EXTRAIT DU TEXTE:
Rencontre avec... Paolo Morozzo della Rocca
Membre de la communauté catholique italienne Sant’Egidio, qui œuvre auprès des défavorisés depuis 1968, Paolo Morozzo della Rocca, 50 ans, est professeur de droit à Rome. Depuis plusieurs années, il est en charge des immigrés et des réfugiés au sein de ce mouvement.
Comment vous êtes-vous engagé dans la communauté Sant’Egidio ?
Mon premier contact avec la communauté a été à travers les pauvres. J’étais étudiant, et n’avais pas un sentiment très précis de la justice. J’ai pris conscience au fil du temps de cette réalité ecclésiale, alors que je n’étais pas particulièrement croyant. Je suis devenu un chrétien qui cherche à vivre l’Évangile avant tout à travers cette amitié avec les pauvres.
Ces derniers mois, on a beaucoup parlé des migrants dans l’actualité, après leur arrivée massive, et des difficultés pour les accueillir…
Le problème est complexe. L’Italie a connu beaucoup de flux de réfugiés liés aux conflits en Irak, en ex-Yougoslavie, en Somalie ou, plus tôt, en Albanie. En 1979, l’Italie est allée récupérer des boat-people dans l’océan Indien pour sauver des gens qui sont aujourd’hui italiens. La question est de savoir si l’Italie est la même aujourd’hui que lors de ces années-là. Il me semble que le pays a changé, alors que les problématiques restent les mêmes. Il faut retrouver un sentiment de responsabilité et de solidarité.

DONNÉES ENREGISTRÉES:

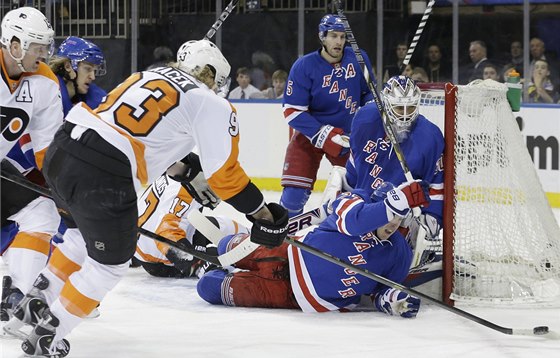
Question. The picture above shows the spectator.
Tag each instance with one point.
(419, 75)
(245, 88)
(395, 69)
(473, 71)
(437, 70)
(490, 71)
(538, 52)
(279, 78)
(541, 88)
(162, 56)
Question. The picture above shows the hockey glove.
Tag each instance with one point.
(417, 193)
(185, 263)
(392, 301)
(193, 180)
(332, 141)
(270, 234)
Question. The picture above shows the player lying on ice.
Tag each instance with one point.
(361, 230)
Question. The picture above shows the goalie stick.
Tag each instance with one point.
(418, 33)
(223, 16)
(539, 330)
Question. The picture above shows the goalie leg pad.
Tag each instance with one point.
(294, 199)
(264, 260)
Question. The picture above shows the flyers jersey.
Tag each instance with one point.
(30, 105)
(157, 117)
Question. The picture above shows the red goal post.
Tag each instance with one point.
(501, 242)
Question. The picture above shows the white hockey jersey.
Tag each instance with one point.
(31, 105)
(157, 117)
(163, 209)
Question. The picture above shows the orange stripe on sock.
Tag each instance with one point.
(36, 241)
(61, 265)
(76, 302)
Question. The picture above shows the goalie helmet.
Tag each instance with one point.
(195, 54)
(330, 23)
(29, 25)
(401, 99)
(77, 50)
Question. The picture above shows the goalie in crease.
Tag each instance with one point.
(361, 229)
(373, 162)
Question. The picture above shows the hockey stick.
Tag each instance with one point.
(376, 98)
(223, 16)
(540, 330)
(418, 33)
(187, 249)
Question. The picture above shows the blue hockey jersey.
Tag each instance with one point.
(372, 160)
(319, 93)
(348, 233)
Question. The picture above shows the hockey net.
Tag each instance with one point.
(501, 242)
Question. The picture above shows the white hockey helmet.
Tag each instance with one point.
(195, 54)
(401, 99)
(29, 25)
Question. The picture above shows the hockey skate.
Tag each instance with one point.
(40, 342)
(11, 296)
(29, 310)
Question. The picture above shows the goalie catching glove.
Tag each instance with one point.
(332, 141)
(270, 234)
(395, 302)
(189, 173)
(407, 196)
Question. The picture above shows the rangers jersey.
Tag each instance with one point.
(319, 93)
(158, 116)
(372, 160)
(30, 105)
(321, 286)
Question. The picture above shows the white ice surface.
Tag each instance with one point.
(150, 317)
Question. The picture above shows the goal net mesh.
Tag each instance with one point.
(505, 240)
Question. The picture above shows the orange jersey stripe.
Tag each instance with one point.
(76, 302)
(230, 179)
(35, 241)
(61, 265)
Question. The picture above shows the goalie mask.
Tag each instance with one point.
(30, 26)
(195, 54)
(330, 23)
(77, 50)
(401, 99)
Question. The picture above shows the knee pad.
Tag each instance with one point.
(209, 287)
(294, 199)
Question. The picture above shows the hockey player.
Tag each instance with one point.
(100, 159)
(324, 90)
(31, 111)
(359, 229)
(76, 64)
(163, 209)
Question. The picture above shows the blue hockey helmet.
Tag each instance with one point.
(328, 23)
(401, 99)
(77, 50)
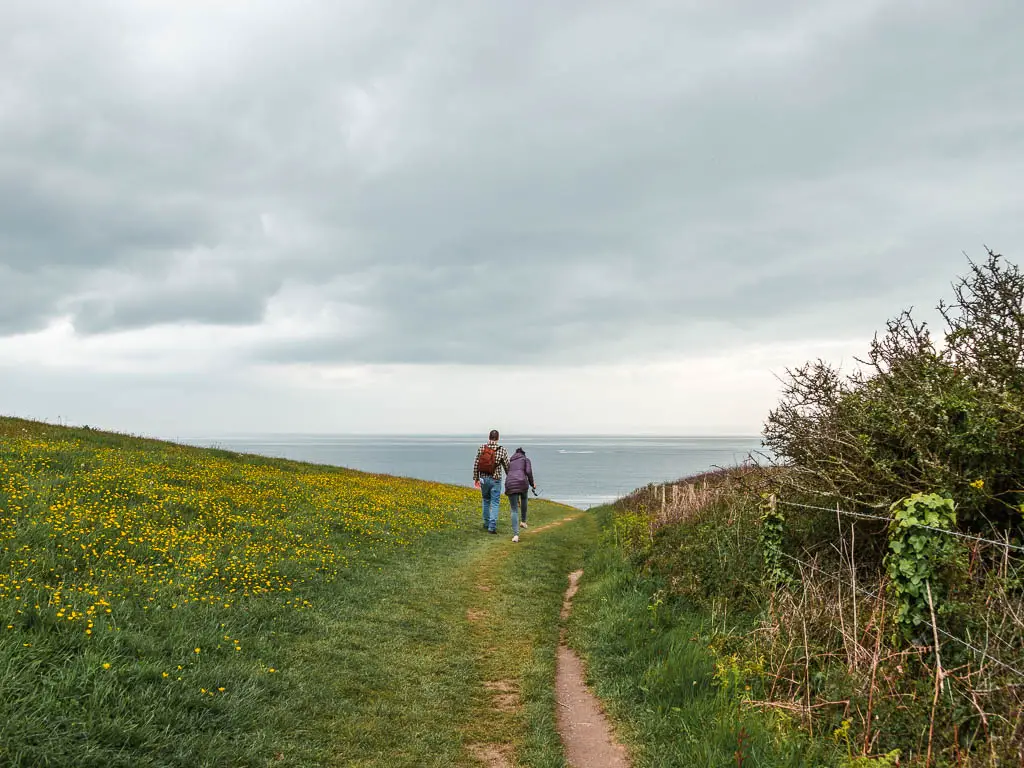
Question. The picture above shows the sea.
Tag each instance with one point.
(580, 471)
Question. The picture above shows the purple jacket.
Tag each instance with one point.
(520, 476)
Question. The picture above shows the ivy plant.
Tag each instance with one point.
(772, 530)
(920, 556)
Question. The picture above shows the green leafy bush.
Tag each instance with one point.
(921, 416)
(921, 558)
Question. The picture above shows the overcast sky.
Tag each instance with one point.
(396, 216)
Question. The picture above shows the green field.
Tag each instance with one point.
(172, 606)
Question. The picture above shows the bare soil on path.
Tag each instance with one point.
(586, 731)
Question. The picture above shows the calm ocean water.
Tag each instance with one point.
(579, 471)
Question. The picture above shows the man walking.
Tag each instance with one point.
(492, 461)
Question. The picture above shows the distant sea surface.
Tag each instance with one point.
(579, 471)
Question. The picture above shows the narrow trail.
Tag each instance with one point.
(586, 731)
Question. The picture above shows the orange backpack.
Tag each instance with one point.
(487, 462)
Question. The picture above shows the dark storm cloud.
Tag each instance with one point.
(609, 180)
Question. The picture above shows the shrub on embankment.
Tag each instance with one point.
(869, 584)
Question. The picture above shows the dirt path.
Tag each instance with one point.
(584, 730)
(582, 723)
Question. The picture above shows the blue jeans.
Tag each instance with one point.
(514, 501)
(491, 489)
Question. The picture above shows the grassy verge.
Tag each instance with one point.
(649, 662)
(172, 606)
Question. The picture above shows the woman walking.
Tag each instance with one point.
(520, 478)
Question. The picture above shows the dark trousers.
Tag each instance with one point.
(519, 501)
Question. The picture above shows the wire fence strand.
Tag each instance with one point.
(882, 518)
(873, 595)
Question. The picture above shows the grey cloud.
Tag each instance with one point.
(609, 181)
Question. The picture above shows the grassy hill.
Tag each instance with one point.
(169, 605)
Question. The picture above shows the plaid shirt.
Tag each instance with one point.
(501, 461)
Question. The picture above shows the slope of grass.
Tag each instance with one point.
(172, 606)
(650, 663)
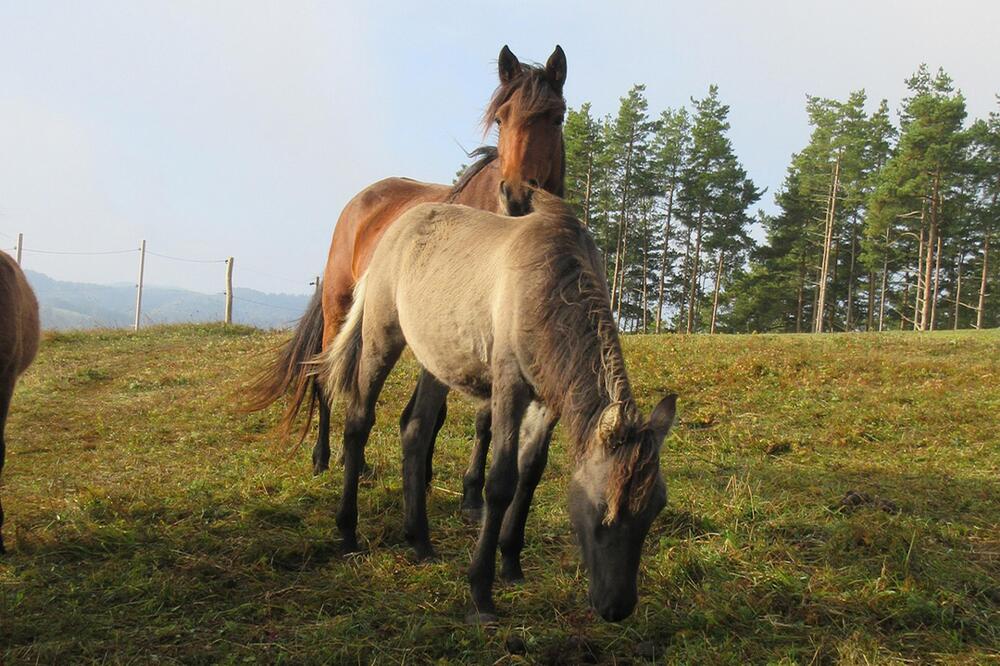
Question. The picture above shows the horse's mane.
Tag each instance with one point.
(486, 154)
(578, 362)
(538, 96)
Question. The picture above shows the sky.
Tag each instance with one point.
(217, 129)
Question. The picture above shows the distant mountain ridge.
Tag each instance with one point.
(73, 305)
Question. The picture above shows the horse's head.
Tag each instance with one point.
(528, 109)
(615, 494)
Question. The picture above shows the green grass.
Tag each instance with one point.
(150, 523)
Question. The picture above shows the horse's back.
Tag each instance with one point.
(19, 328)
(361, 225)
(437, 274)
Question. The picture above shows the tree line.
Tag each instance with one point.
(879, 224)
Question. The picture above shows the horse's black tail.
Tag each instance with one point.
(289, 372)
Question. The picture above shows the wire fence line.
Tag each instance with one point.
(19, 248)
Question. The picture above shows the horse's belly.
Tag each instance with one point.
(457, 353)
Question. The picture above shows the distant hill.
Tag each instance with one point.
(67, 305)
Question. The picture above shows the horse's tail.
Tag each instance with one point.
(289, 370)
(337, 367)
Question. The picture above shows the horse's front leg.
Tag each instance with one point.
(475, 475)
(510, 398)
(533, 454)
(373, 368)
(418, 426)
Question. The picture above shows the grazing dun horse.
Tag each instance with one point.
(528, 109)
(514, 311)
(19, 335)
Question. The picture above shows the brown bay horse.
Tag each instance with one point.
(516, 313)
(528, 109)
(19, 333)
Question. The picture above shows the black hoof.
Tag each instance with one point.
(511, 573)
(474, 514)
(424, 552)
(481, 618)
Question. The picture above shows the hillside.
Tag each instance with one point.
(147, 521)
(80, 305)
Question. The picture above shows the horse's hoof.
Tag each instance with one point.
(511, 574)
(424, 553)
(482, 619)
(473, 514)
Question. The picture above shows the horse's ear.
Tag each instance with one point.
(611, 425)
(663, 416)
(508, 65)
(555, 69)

À FAIRE:
(A) D'après l'entretien avec Paolo Morozzo della Rocca, quel métier exerce-t-il ?
(B) Pourriez-vous recopier mot pour mot l'entretien avec Paolo Morozzo della Rocca, de « Rencontre avec... Paolo » à « communauté Sant’Egidio ? » ?
(C) Pouvez-vous poursuivre l'entretien avec Paolo Morozzo della Rocca à la suite de sa dernière phrase ?
Ce matériel n'a aucun rôle à jouer ici.

RÉPONSES:
(A) Il est professeur de droit à Rome.

(B)
Rencontre avec... Paolo Morozzo della Rocca
Membre de la communauté catholique italienne Sant’Egidio, qui œuvre auprès des défavorisés depuis 1968, Paolo Morozzo della Rocca, 50 ans, est professeur de droit à Rome. Depuis plusieurs années, il est en charge des immigrés et des réfugiés au sein de ce mouvement.
Comment vous êtes-vous engagé dans la communauté Sant’Egidio ?

(C)
Les événements en Libye et en Tunisie interrogent l’Europe, mais sont aussi une chance de recréer une certaine alliance euro-africaine. Les migrants qui arrivent à présent sur les côtes italiennes pour fuir les combats demandent un accueil qui est un droit. Cela vaut surtout pour ceux qui viennent de Libye, pays déjà terre d’accueil pour une grande partie d’entre eux.
Les réfugiés sont vus aujourd’hui comme un problème, ce qui n’était pas le cas auparavant…
Oui, la difficulté dans notre société est la myopie, la crainte, voire la peur. Les réfugiés sont-ils vraiment un problème ? Non, ils ont un problème, qui pourrait demain être le nôtre. Le risque en Europe est de perdre le sentiment d’une responsabilité collective et, au final, de perdre en démocratie.
Les immigrés ont de grandes qualités ; la première est leur âge : il s’agit d’une population jeune, qui a un projet de vie et besoin de notre pays. Avoir besoin d’un pays signifie avoir besoin de l’aimer. Après un voyage où ils ont parfois risqué leur vie, vivre dans un pays qui a un avenir est fondamental. Je pense notamment aux Afghans. Ils ont la capacité de travailler, sont courageux, connaissent la dureté de la vie et sont finalement une grande espérance pour nous.
L’Europe a-t-elle les capacités d’accueillir tous ces réfugiés ?
Elle a en tous cas les moyens de gaspiller pour les refouler ! Combien l’Europe va-t-elle dépenser pour l’expulsion des étrangers, ou pour rendre difficile les procédures de régularisation ? Les avocats, la police engagée pour bloquer les immigrés au lieu de lutter contre la délinquance… On trouve toujours de l’argent pour les choses inutiles !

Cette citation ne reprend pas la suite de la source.